Pull out every line in the entries that contains the string "wall". Matches are case-sensitive.

═══

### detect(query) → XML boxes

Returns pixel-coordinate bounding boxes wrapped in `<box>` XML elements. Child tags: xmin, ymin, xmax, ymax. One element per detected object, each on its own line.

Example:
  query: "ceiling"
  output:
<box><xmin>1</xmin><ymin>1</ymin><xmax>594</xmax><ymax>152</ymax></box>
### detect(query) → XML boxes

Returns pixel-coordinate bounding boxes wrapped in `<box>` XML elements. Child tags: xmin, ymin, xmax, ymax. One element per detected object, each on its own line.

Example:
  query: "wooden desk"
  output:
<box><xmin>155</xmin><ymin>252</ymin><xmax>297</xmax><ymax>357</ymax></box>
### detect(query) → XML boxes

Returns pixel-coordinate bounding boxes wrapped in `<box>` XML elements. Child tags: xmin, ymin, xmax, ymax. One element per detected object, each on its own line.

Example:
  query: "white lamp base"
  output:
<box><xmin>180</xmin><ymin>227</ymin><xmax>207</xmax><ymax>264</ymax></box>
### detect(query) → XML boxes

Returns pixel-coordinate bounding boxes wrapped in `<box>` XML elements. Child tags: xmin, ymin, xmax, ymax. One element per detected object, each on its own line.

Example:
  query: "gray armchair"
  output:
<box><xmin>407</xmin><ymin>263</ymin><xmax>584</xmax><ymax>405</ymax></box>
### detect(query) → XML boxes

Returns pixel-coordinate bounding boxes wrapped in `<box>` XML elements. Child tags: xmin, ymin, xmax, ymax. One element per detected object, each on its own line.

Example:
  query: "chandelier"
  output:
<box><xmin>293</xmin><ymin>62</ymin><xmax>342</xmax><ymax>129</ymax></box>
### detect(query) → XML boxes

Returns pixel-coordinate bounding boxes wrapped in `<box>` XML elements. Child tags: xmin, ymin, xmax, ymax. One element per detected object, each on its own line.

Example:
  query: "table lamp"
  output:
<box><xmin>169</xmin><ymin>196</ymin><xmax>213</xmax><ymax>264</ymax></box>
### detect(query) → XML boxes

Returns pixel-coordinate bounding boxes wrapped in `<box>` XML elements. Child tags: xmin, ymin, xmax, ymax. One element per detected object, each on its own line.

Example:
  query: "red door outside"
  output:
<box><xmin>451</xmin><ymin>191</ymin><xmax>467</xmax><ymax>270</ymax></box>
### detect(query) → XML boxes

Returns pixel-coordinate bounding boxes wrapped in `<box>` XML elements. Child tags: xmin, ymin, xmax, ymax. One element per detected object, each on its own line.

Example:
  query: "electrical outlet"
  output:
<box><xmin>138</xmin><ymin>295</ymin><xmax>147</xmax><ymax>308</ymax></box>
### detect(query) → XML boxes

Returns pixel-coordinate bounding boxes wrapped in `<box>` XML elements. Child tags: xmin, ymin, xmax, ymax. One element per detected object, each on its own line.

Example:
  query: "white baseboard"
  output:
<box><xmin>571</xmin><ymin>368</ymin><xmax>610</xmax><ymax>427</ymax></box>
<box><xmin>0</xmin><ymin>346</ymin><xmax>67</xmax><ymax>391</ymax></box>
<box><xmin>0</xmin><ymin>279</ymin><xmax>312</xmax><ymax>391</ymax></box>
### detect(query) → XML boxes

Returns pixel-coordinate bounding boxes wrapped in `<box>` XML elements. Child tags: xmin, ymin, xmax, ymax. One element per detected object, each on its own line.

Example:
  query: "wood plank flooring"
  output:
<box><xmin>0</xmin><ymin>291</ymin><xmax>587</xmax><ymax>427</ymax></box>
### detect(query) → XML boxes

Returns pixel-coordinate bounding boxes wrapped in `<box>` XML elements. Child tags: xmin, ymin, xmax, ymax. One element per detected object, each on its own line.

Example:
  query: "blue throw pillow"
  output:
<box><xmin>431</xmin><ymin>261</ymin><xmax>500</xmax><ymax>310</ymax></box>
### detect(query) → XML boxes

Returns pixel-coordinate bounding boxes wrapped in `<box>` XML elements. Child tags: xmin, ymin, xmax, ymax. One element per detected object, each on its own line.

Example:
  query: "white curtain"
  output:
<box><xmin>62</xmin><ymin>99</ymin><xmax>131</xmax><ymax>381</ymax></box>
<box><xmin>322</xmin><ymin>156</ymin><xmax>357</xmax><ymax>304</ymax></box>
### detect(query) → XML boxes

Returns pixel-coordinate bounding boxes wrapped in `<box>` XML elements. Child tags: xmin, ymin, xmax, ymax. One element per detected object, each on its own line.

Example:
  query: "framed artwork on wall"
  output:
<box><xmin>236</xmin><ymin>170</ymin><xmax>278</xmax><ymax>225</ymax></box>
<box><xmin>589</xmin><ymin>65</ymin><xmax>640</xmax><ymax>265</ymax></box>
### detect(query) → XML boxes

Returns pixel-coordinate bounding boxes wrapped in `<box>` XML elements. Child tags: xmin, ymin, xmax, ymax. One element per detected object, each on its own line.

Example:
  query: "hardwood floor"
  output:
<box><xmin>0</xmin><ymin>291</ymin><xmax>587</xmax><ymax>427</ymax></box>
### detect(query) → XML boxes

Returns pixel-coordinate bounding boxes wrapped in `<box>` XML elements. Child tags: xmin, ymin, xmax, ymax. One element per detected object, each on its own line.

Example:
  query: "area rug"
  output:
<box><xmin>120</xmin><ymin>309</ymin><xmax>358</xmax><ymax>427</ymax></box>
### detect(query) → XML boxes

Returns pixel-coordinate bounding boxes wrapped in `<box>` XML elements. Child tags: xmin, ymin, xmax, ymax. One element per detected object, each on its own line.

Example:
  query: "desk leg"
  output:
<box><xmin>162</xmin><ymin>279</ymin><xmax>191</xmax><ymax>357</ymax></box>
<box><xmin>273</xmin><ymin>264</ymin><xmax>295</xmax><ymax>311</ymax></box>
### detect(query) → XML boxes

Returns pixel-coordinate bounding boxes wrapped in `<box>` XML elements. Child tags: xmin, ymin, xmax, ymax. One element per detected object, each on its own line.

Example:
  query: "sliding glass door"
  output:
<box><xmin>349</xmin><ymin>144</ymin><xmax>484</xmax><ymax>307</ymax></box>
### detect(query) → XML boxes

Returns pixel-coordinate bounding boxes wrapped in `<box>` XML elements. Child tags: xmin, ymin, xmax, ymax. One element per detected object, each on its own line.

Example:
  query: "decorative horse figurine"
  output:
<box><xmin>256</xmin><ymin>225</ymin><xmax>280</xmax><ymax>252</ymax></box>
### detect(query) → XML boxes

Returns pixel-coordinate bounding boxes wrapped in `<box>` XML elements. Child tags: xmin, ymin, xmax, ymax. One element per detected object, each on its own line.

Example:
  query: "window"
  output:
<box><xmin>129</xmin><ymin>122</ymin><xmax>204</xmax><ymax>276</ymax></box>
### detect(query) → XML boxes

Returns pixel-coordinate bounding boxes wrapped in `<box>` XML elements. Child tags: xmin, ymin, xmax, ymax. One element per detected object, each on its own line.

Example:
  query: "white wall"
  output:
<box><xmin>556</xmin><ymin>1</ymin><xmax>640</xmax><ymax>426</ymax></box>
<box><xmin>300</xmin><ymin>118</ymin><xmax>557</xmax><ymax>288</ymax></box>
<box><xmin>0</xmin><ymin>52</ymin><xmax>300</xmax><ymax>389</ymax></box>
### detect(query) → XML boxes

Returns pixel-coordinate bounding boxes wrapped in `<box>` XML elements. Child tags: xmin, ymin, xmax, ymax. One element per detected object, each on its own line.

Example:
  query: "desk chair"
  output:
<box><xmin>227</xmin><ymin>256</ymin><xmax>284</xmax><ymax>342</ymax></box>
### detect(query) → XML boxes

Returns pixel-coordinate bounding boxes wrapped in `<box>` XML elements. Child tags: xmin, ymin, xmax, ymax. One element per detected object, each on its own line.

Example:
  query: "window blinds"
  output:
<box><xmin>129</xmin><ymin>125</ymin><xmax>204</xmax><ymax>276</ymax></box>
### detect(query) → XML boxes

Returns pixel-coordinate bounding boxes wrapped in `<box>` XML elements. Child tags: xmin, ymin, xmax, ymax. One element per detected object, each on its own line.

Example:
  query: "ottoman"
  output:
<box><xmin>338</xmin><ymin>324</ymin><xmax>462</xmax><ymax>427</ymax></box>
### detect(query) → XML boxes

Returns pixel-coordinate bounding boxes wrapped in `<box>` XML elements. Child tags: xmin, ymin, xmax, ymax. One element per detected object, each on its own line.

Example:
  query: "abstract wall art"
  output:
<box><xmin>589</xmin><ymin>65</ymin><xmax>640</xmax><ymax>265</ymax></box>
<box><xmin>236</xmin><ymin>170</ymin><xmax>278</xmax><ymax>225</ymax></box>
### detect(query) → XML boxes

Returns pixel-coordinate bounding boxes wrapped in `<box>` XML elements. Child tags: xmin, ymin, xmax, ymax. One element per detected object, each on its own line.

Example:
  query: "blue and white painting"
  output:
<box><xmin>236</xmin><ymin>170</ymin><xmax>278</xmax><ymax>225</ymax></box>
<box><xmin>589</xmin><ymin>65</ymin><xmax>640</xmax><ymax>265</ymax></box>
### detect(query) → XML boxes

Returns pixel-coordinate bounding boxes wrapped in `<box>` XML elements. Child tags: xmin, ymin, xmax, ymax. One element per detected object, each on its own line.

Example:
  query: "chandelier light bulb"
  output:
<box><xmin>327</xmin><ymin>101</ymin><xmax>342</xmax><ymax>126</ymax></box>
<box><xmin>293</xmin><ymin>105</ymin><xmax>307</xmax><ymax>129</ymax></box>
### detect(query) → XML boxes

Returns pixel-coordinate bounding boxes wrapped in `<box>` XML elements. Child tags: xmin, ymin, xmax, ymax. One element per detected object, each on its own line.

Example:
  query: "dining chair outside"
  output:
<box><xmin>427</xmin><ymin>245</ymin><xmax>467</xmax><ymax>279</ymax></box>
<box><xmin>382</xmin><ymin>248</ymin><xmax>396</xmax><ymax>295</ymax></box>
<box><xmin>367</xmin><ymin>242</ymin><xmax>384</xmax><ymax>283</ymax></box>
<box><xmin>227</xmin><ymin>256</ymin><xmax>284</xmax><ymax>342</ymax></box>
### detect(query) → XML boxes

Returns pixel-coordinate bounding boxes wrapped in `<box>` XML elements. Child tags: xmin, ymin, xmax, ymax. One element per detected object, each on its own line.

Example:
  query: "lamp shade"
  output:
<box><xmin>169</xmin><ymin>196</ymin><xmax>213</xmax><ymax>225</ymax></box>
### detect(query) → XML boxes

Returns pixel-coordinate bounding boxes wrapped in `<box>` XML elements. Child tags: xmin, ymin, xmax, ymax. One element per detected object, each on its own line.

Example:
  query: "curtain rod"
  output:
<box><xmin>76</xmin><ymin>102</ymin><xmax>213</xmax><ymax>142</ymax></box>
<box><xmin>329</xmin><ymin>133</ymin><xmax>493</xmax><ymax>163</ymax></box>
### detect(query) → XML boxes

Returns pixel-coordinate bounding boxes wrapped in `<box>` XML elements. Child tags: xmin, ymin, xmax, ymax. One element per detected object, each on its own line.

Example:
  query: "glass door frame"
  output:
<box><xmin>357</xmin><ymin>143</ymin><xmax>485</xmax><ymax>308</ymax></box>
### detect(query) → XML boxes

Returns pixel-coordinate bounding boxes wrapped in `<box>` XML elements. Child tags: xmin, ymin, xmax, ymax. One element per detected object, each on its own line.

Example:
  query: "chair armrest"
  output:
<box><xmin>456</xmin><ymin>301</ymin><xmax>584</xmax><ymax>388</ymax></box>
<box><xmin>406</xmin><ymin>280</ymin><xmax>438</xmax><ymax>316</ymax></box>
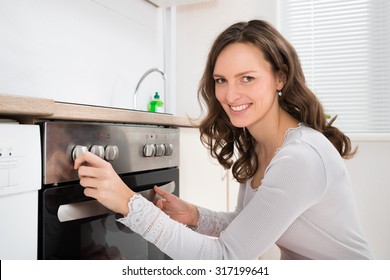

═══

▸ Reply:
  query: "framed artwork on wall"
  query: "white wall"
  query: "abstract wall art"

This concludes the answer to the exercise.